Document source.
○ ○ ○ ○ ○
2 – Des signes qui doivent alerter
En toile de fond, une forme de mal-être peut vous traverser. Vous vous sentez coupable de ne pas avoir pu agir plus tôt. Mais certaines attitudes peuvent mettre en garde. En effet, une agression sexuelle laisse de multiples séquelles psychologiques. « D’un point de vue clinique très strict, tout changement brutal de comportement amène à un questionnement », décrit la psychologue.
Le site SOS Femmes dresse une liste complète des conséquences quasiment récurrentes. Baisse de l’estime de soi, manque d’assurance, difficultés sexuelles et relationnelles, somatisation (problèmes gynécologiques, douleurs au ventre…), conduites addictives ou d’autodestruction (anorexie, boulimie, mutilation…), dépression… toutes ces facettes doivent éveiller les soupçons.
« Tout ce qui est de l’ordre de la sous ou de la sur consommation, tous ces extrêmes mettent la puce à l’oreille. Ça peut paraître totalement stéréotypé, mais un changement radical de style vestimentaire est parfois loin d’être anodin ». Pour amorcer le dialogue en cas de doutes, oubliez les tons agressifs ou le surplus de questions. « On peut dire « J’ai lu cette information sur les violences sexuelles » ou tout simplement y aller de manière frontale. C’est un exercice difficile, mais ça permet de poser des mots sur cet événement douloureux », renchérit l’experte.
○ ○ ○ ○ ○
Consignes de travail.
**a.** Recopiez fidèlement le passage du texte sur les signes d'alerte qui commence par « 2 – Des signes » et se poursuit jusqu'à « décrit la psychologue. ».
**b.** Indiquez, d'après le texte sur les signes d'alerte, ce qui amène à un questionnement d'un point de vue clinique très strict selon la psychologue.

Données fournies.
○ ○ ○ ○ ○
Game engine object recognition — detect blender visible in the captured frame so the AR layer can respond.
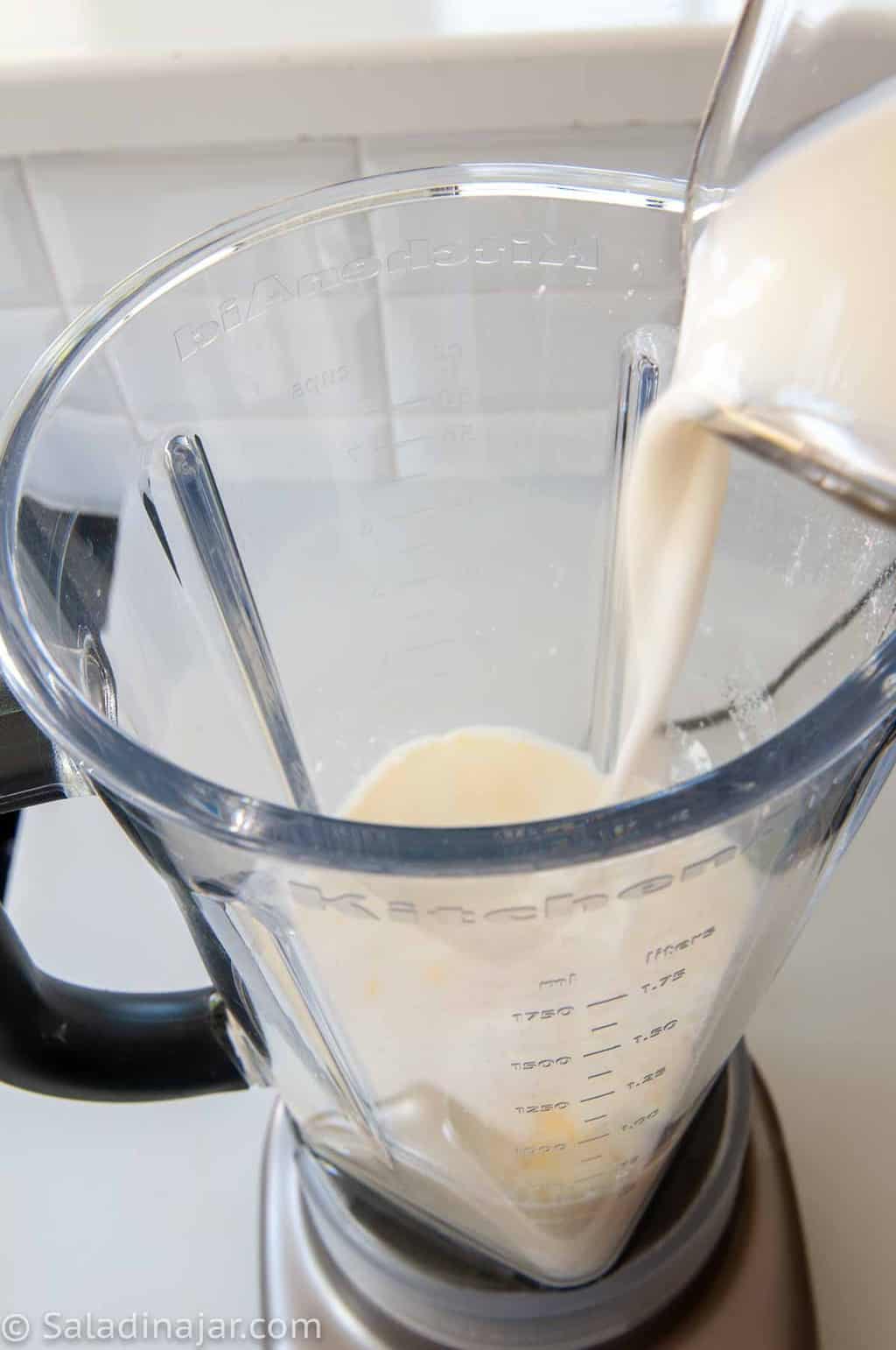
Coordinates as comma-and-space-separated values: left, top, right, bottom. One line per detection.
0, 8, 896, 1350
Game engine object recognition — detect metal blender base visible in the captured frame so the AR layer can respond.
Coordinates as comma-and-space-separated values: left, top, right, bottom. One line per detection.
262, 1045, 818, 1350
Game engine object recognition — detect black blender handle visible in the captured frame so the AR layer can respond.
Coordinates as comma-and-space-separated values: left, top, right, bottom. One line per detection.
0, 904, 247, 1101
0, 679, 247, 1101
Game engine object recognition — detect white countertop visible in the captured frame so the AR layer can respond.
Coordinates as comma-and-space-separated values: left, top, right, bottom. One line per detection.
0, 777, 896, 1350
0, 0, 738, 155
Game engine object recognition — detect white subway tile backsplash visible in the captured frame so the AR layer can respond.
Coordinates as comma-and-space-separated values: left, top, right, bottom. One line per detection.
0, 160, 65, 411
25, 140, 358, 309
360, 124, 696, 179
0, 159, 57, 309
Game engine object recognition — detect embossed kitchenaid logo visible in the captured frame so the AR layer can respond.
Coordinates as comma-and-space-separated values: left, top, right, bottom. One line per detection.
174, 232, 598, 361
194, 835, 739, 928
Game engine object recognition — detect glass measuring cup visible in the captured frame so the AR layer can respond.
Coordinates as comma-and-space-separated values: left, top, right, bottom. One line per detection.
0, 166, 896, 1285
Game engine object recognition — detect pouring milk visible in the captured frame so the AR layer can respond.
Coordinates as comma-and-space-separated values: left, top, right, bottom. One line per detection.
255, 84, 896, 1283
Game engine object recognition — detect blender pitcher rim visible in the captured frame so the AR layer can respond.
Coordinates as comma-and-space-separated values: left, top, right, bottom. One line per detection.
0, 164, 896, 875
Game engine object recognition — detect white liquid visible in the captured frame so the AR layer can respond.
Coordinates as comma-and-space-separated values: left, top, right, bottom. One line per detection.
615, 81, 896, 789
292, 89, 896, 1281
255, 727, 757, 1283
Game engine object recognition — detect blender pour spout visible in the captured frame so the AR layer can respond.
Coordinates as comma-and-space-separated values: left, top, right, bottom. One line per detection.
164, 435, 317, 812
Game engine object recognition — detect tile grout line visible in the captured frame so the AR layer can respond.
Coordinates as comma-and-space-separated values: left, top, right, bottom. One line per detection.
15, 155, 75, 328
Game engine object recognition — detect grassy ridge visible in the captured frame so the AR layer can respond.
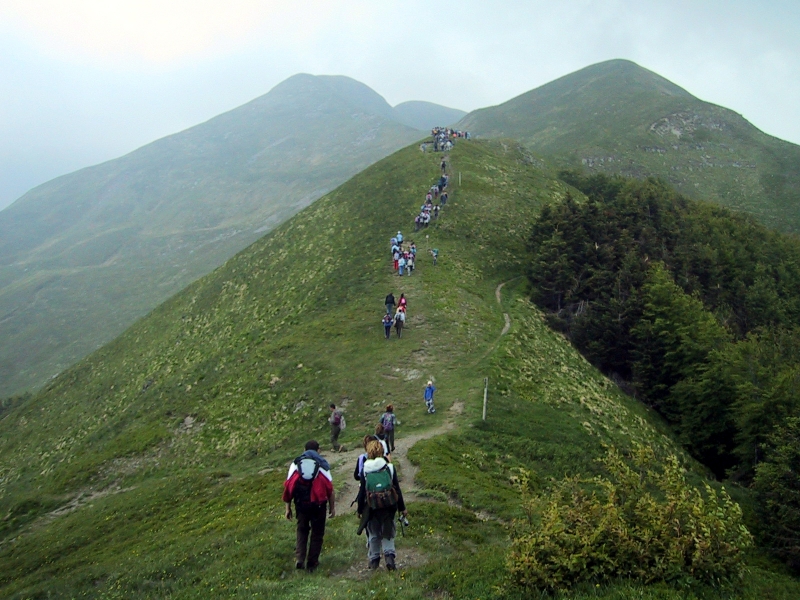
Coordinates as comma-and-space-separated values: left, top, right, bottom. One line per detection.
0, 143, 797, 598
459, 60, 800, 232
0, 74, 422, 397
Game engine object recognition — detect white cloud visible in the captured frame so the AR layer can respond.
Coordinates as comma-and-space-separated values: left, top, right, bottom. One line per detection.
0, 0, 364, 64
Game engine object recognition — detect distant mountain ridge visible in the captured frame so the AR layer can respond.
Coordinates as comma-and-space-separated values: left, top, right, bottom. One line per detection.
0, 74, 462, 397
394, 100, 467, 131
458, 60, 800, 232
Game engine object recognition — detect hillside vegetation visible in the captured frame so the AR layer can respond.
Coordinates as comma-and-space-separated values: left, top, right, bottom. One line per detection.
458, 60, 800, 233
0, 142, 800, 599
0, 75, 432, 397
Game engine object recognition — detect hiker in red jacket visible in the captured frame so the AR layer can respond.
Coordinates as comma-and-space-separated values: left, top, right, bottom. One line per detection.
283, 440, 336, 573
○ ○ ○ ○ ○
Corrigé des activités.
**a.**
2 – Des signes qui doivent alerter
En toile de fond, une forme de mal-être peut vous traverser. Vous vous sentez coupable de ne pas avoir pu agir plus tôt. Mais certaines attitudes peuvent mettre en garde. En effet, une agression sexuelle laisse de multiples séquelles psychologiques. « D’un point de vue clinique très strict, tout changement brutal de comportement amène à un questionnement », décrit la psychologue.

**b.** Tout changement brutal de comportement amène à un questionnement.